WORK INSTRUCTION:
The records below should be written out again, exactly.

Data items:
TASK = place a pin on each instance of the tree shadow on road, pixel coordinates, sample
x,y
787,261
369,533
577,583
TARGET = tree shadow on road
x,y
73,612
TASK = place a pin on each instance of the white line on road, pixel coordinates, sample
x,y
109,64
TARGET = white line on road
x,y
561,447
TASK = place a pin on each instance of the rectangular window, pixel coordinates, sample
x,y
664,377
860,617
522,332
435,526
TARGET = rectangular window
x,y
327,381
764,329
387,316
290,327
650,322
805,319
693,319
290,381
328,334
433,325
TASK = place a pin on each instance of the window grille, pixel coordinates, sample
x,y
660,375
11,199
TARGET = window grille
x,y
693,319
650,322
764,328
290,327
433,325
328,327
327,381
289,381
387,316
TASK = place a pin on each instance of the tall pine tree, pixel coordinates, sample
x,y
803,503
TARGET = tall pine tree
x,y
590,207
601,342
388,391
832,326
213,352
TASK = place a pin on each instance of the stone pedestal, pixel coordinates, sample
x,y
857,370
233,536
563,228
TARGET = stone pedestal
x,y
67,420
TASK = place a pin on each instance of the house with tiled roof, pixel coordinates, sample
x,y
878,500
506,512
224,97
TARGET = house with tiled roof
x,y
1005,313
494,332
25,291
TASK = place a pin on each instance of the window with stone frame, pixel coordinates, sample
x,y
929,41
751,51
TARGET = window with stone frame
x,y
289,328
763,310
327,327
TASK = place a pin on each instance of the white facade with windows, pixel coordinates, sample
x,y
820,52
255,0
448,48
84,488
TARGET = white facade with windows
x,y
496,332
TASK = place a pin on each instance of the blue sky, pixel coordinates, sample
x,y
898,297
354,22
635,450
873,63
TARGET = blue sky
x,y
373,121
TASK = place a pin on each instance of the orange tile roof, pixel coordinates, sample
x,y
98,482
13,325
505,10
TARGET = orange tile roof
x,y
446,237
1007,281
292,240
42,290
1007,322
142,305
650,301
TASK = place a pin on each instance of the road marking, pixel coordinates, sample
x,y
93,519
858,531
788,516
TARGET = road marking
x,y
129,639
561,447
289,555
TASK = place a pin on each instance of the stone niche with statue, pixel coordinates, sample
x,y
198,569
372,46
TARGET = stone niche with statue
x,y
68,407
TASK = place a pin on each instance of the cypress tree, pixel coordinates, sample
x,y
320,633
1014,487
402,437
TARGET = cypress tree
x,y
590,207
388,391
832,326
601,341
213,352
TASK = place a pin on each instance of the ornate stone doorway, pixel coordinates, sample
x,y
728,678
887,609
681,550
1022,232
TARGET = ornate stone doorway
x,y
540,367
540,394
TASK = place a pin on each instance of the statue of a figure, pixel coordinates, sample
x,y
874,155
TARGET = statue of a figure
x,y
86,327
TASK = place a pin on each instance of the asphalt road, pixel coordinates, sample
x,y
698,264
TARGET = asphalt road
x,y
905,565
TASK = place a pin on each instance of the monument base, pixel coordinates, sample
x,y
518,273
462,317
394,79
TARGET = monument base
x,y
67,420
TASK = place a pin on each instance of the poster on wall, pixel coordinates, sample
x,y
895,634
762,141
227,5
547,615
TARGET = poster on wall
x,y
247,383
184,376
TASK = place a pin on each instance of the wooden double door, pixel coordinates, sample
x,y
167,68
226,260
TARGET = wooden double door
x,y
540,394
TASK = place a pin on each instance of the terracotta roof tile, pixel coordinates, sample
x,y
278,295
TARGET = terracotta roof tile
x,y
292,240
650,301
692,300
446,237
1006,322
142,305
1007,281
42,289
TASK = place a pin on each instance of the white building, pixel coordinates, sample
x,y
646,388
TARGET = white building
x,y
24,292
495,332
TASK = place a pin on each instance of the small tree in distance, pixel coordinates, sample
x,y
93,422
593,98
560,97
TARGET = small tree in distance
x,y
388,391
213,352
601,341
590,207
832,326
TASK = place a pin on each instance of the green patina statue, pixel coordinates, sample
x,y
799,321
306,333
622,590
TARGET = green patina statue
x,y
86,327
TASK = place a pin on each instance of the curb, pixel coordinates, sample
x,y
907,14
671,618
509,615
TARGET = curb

WRITTEN RESPONSE:
TASK = place a pin on each instance of the tree shadow on road, pixel coordinates, sample
x,y
787,261
369,533
577,583
TARGET = tree shadow on road
x,y
73,612
TASK = place a pin on each instance of the white line on road, pixel coordinates, sample
x,y
109,64
TARGET = white line on road
x,y
561,447
TASK = place a pin on each instance of the rectangular window, pixel coordinates, sample
x,y
664,377
860,617
522,332
435,526
TARGET = rectangular window
x,y
327,381
764,329
387,316
290,327
650,322
805,319
693,319
290,381
328,334
433,325
TASK = place a pin on each instance of the window grille, pixel coordinates, sample
x,y
660,375
11,199
TARGET = window grille
x,y
693,319
650,322
764,328
290,327
433,325
328,327
327,381
289,381
387,316
TASK = place a pin on each instance of the tall pine tree, pixel coordinates, sample
x,y
803,503
TARGET = tall pine tree
x,y
590,207
601,342
388,391
832,326
213,352
TASK = place a pin on each instance of the stone pedestal, pixel coordinates, sample
x,y
857,370
233,536
563,228
TARGET = stone pedestal
x,y
67,420
TASK = place a pin on each instance of the house with tiled roof, pixel coordinates, sample
x,y
878,500
506,512
224,97
TARGET = house with tiled roof
x,y
1005,313
494,332
25,291
TASK = place a pin on each instance of the window with stone frame, pixel coordinates, sample
x,y
929,41
751,51
TARGET = window with stone frame
x,y
289,328
763,310
327,327
TASK = place a pin on each instance of the white facade with windows, pixel coordinates, sample
x,y
820,52
255,0
448,48
84,488
TARGET = white facade with windows
x,y
496,332
TASK = place a pin on each instance of the blue sky, pixel coordinates, sample
x,y
898,297
354,22
635,450
873,63
TARGET = blue sky
x,y
373,121
TASK = place a pin on each instance of the orange tile roof, pixel coordinates, sample
x,y
98,482
13,325
505,10
TARGET = orange tile roof
x,y
446,237
1007,281
292,240
42,290
1007,322
142,305
650,301
TASK = place a pin on each instance of the road marking, pixel coordinates, sample
x,y
93,519
858,531
788,516
TARGET = road marking
x,y
129,639
561,447
289,555
TASK = place a pin on each instance of the stone niche with statue, pixel coordinates, sample
x,y
198,569
372,46
TARGET = stone niche with statue
x,y
68,407
TASK = place a pin on each instance of the cypress tree, pixel coordinates, sample
x,y
320,633
1014,487
402,437
TARGET = cypress tree
x,y
590,207
388,391
832,326
601,341
213,352
TASK = place a pin on each instance of the ornate stone doorway, pixel coordinates, sample
x,y
728,678
887,609
681,550
1022,232
TARGET = ornate stone doorway
x,y
540,367
540,394
TASK = place a pin on each instance of the statue of a figure, pixel coordinates, sample
x,y
874,155
TARGET = statue of a figure
x,y
86,327
TASK = place a pin on each instance of the asphalt road, pixel coordinates, sample
x,y
698,264
TARGET = asphalt road
x,y
905,565
TASK = place a pin on each instance of the monument base, pixel coordinates, sample
x,y
518,273
462,317
394,79
TARGET = monument base
x,y
67,420
TASK = place a pin on each instance of the poster on wall, pixel coordinates, sample
x,y
895,634
762,141
227,5
547,615
TARGET = poster on wall
x,y
247,383
184,376
TASK = place a pin on each instance of the wooden double door, pixel coordinates, sample
x,y
167,68
226,260
TARGET = wooden double door
x,y
540,394
TASK = place a pin on each instance of the terracotta roof tile, pixel coordinates, sample
x,y
278,295
TARGET = terracotta roof tile
x,y
292,240
650,301
692,300
446,237
1006,322
142,305
1007,281
42,289
TASK = place a pin on each instance of the white building, pixel coordinates, sample
x,y
646,388
TARGET = white building
x,y
24,292
495,332
TASK = place a pin on each instance of the small tree in distance, pixel coordinates, sample
x,y
93,422
593,98
560,97
TARGET = small tree in distance
x,y
388,391
213,352
601,341
590,207
832,326
TASK = place a pin on each instance of the green patina statue, pixel coordinates, sample
x,y
799,321
306,333
622,590
TARGET = green patina statue
x,y
86,327
TASK = place a pin on each instance of the curb, pixel coordinates, sample
x,y
907,14
671,618
509,615
TARGET = curb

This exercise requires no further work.